▶ Passage given
□ □ □ □
Exploring Audiovisual Corpora in the Humanities: Methods, Infrastructure, and Software

Lauren Tilton; Taylor Arnold Arnold; Giles Bergel; Jasmijn Van Gorp; Julia Noordegraaf; Liliana Melgar; Mark Williams; John Bell; Roeland Ordelman; Thomas Poell

Authorship

1. Lauren Tilton

University of Richmond
2. Taylor Arnold Arnold

University of Richmond
3. Giles Bergel

Oxford University - University of the West of England
4. Jasmijn Van Gorp

Utrecht University
5. Julia Noordegraaf

University of Amsterdam
6. Liliana Melgar

University of Amsterdam
7. Mark Williams

Dartmouth College
8. John Bell

Dartmouth College
9. Roeland Ordelman

Netherlands Institute for Sound and Vision
10. Thomas Poell

University of Amsterdam

Work text

This plain text was ingested for the purpose of full-text search, not to preserve original formatting or readability. For the most complete copy, refer to the original conference program.

Image analysis is increasingly central to the field. DH scholars are a critical part of interdisciplinary teams developing infrastructure for analyzing audio-visual (AV) culture at large scale. The first paper titled "Computer Vision Software for AV Search and Discovery" describes novel approaches to increasing discovery of AV content in cultural heritage institutions by focusing on four search modalities (instance; category; identity via facial recognition; and text); how computer vision can complement and augment traditional metadata-based content management; and, use a new multimodal approach to search in which correspondences between the audio and visual content of videos are learnt from unlabelled data. “Analyzing Moving Images at Scale with the Distant Viewing Toolkit (DVT)” then turns to how digital humanists can use DVT and why we should be involved in creating image analysis infrastructure. The paper will begin with an overview of DVT, a software library that summarizes media objects through the automated detection of stylistic and content-driven metadata. The paper will then turn to how and why humanities scholars need to be a part of questioning and then retraining algorithms that address our scholarly concerns and commitments.
Training computer vision algorithms on historic images requires new training sets and metadata. The third paper, “ The Media Ecology Project’s Semantic Annotation Tool (SAT): Collaborative Synergies to Train Computer Vision Analysis” will discuss SAT, which enhances the precision of existing annotation methodologies by adding geometric targets within the frame, and also provides the infrastructure to instantiate an iterative process of computer vision algorithm refinement. The paper will detail an innovative multi-partner project to collate, annotate, and mobilize for algorithmic research significant curated metadata related to WWI footage at the U.S. National Archives.
"From 'user' to 'co-developer': Strategies for a User-centered Approach to Building Media Analysis Infrastructure" will then discuss re-centering users in the development and implementation of infrastructure. The research communities expected to use these platforms must be collaborators from the beginning so that their needs are incorporated, else broad and generalized infrastructure will serve few needs well. They ground their argument in a case study, which discusses a year-long pilot program to engage scholars in the development of Media Suite; a media studies toolkit for audiovisual research that is a part of the Dutch national research infrastructure CLARIAH.
In line with ADHO’s commitment to amplifying diverse voices, the panel is intentionally designed to represent different institutional, national, and funding structures. There are two U.S. based teams: one is from an elite, private Carnegie Research 2 university in the Northeast and the other is from a small, private liberal arts college in the South. The other two papers reflect work from public research-intensive universities in Europe. Funding includes government grants, commercial partnerships, and private philanthropy. Participants represent a range of fields including American Studies, Media Studies, and Statistics. The panel also includes three women presenters, a demographic regularly underrepresented in technical research, particularly computer vision. The panel is therefore designed to bring different perspectives on how to approach audiovisual DH infrastructure.
□ □ □ □
▶ Given exercise 1
According to the panel abstract, which national research infrastructure includes the Media Suite toolkit?
▶ Given exercise 2
Name every search modality that the panel abstract says the first paper focuses on.
▶ Given exercise 3
Continue the panel abstract on audiovisual corpora past its final sentence, writing in the same formal register.

▶ Available data
□ □ □ □
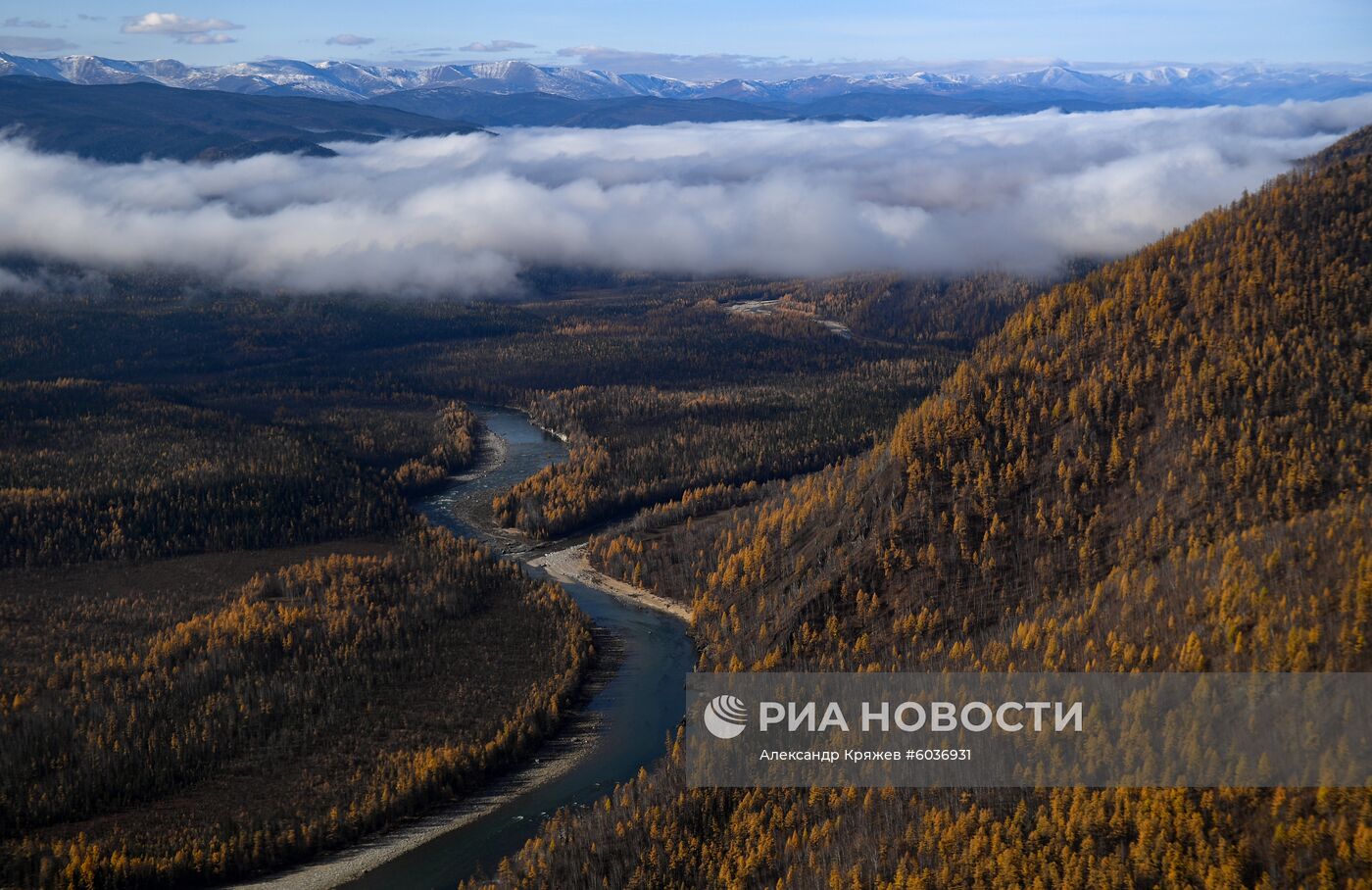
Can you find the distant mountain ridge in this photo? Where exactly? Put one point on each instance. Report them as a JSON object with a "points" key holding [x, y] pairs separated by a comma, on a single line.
□ □ □ □
▶ Expected answer 1
The Dutch national research infrastructure CLARIAH.

▶ Expected answer 2
Instance; category; identity via facial recognition; and text.

▶ Expected answer 3
Computer Vision Software for AV Search and Discovery
This paper will describe current work in making audiovisual content searchable by using computer vision to identify features in images. The talk will, first, describe ongoing collaborations with cultural heritage sector partners that implement the current state of the art in computer vision software and, second, outline new research that improves the characterisation of AV content. The focus will be on VGG’s collaborations with BBC and the British Film Institute. The intention behind these partnerships is twofold: first, to assist maintainers of large audiovisual datasets to benefit from proven computer vision techniques; and second, to provide VGG with opportunities to refine and advance the state of the art in the field through working on tasks such as facial recognition across large datasets.
As the BBC resource is publicly accessible it will provide the main case-study for the first part of the paper. The BBC resource implements four search modalities (instance; category; identity via facial recognition; and text). It contains over ten thousand hours of broadcast news and factual programming, recorded over five years from several British TV channels, amounting to over 5 million keyframes. The paper will demonstrate each search mode; describe the methods upon which each is based; and note the performance of retrieval in relation to the state of the art. The paper will give an account of how the resource is indexed and maintained; how the collaboration is structured; and how the methods might be integrated into either public-facing discovery tools or in-house AV management systems.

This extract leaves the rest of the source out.